PARTS OF THE EXERCISE:
[1] Update the memoir excerpt from "K didn’t think" up to and including "accept the blame.", putting "child" in place of "daughter".
[2] Carry on the memoir passage about the narrator's early marriage and K from the point at which it stops.

━━━ PAGE EXCERPT ━━━

K didn’t think much of my capacity in that direction. I think she was keen enough on babies to detect my failure in this respect. It would have been so far from her deepest convictions I
don’t think she would have been able to understand it. It was ‘unnatural’, as indeed I felt too. To be unnatural is like a sin, judged wrong by other people and, worse, by
oneself. I see now that Nicola and I had the worst possible start in life, and that most of what happened to me wouldn’t happen now, but this is hindsight, which, by its nature, is no good at
the time. I can say now, and could have said for many years, that I love my daughter as much as I love anyone in the world, but the bad start led to much unhappiness for both of us, and I, being
the elder, must accept the blame.

I think now that things might have been different if there had been anyone who I could have trusted enough to talk to about all of this, but there wasn’t, or at least I could think of no
one. I was certain that any confidence I made about my lack of maternal feeling would simply be treated as unnatural or mad, and I couldn’t face either indictment.

Something happened when I was at Fritton that further undermined me. I had gone for a walk in the woods with K. She was talking about Peter, and then she suddenly said,
‘I suppose you’ve realized now that Pete only married you to have a son.’ I said, no, I hadn’t, but my heart began to pound. She looked me straight in the eye and then said,
‘If you ever make Pete unhappy I shall want to stab you. I should enjoy doing it.’ The woods around us were chequered with flickering sunlight and I suddenly thought of the Iroquois in
Conan Doyle’s book
The Huguenots
, their terrible savagery and courage, and the same sense of chill recurred. Then she put her arm in mine and said, in a quite different voice,
‘Oh, Jenny, you’re very
young
. Let’s go
home
.’ And we went.

Two other incidents occurred during the first two years of my marriage. I can’t place them exactly in time, but they were both illustrative of the mutual distrust that was building between
us.

One was when I was lying in bed with Pete, who’d gone to sleep. The bedroom door opened noiselessly and, silhouetted against the light in the passage, I saw K standing motionless. I waited
to see whether she would speak, but after a few moments she retired, and the door was shut again. I remember I actually felt frightened of her, and lay awake for a long time afterwards wondering
whether she would come back and what would happen if she did.

━━━ RECORDS ━━━

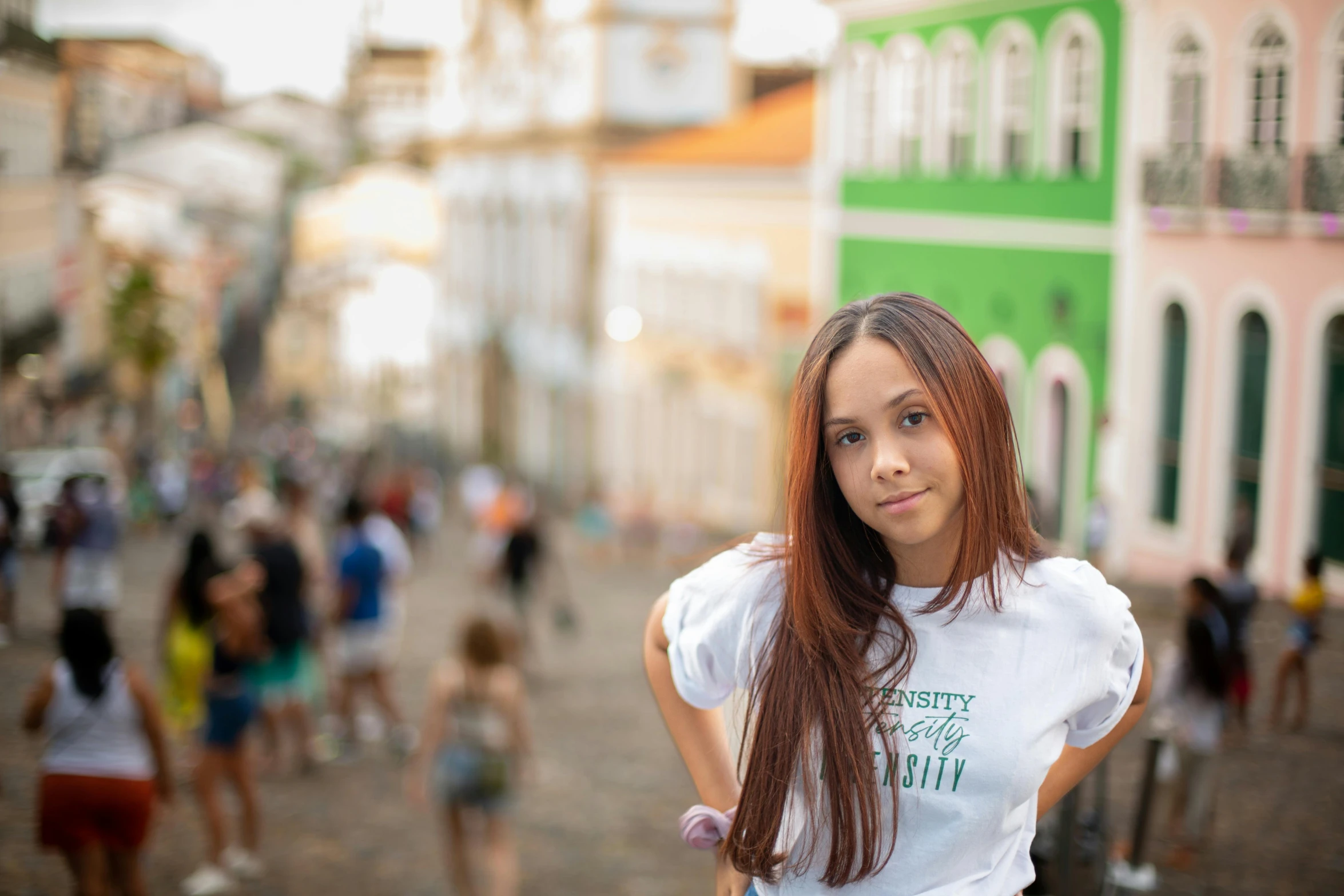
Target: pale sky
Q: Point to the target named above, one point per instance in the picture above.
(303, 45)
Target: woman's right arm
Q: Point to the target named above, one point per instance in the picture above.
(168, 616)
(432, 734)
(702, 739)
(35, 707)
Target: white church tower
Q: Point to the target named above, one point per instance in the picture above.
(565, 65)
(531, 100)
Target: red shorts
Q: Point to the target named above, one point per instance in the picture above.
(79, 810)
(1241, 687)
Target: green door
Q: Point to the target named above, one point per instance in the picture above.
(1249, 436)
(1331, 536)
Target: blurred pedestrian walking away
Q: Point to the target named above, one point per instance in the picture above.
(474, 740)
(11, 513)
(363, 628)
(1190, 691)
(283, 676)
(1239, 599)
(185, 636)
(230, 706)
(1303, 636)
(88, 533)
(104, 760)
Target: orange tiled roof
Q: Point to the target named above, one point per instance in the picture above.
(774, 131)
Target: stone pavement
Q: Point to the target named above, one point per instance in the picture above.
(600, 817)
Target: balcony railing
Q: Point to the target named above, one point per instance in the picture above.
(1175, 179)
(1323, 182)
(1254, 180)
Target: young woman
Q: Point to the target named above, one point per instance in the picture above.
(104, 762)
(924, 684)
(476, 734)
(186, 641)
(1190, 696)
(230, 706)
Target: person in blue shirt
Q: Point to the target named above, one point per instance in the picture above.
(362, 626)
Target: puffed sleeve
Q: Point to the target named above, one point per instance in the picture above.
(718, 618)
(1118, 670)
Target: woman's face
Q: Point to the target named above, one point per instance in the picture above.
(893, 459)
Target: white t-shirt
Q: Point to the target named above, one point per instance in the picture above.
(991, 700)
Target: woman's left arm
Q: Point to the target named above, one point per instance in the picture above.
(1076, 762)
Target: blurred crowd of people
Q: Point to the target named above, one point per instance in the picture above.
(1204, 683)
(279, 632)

━━━

ANSWERS:
[1]
K didn’t think much of my capacity in that direction. I think she was keen enough on babies to detect my failure in this respect. It would have been so far from her deepest convictions I
don’t think she would have been able to understand it. It was ‘unnatural’, as indeed I felt too. To be unnatural is like a sin, judged wrong by other people and, worse, by
oneself. I see now that Nicola and I had the worst possible start in life, and that most of what happened to me wouldn’t happen now, but this is hindsight, which, by its nature, is no good at
the time. I can say now, and could have said for many years, that I love my child as much as I love anyone in the world, but the bad start led to much unhappiness for both of us, and I, being
the elder, must accept the blame.

[2]
The second was when I came in to breakfast late; everyone else had had theirs. Pete was away at the time, and on my plate was a letter from him. It was addressed to me and it had been opened
– quite carelessly, no steaming of the gum from the envelope, but torn, and I knew at once that K had opened it and presumably had read the contents. The envelope was addressed to me; it was
my
letter. This time I didn’t feel afraid, I felt furiously angry, but I was too craven to confront her. Instead I told Pete the next time I saw him. His reaction was far from
reassuring: she always liked his letters, he said; when he was away, she always opened them, and he didn’t mind. He couldn’t, or wouldn’t, see any distinction between a private
letter in his hand addressed to me and any other letter that
people might write to him. His handwriting, I must say here, was beautiful, absolutely clear and distinctive.
‘Couldn’t you tell her not to do that?’ He answered easily that he was sure she wouldn’t do it again and so far as I know, she never did.

It was a great relief to return to Clifton Hill. Dosia was installed and she attracted friends like a magnet. Geraint Jones and his first wife Margaret came to stay. They had a daughter of about
the same age as Nicola. Rose was on holiday, so Margaret and I struggled with the business of getting through our babies’ day. This was far more arduous than it is now.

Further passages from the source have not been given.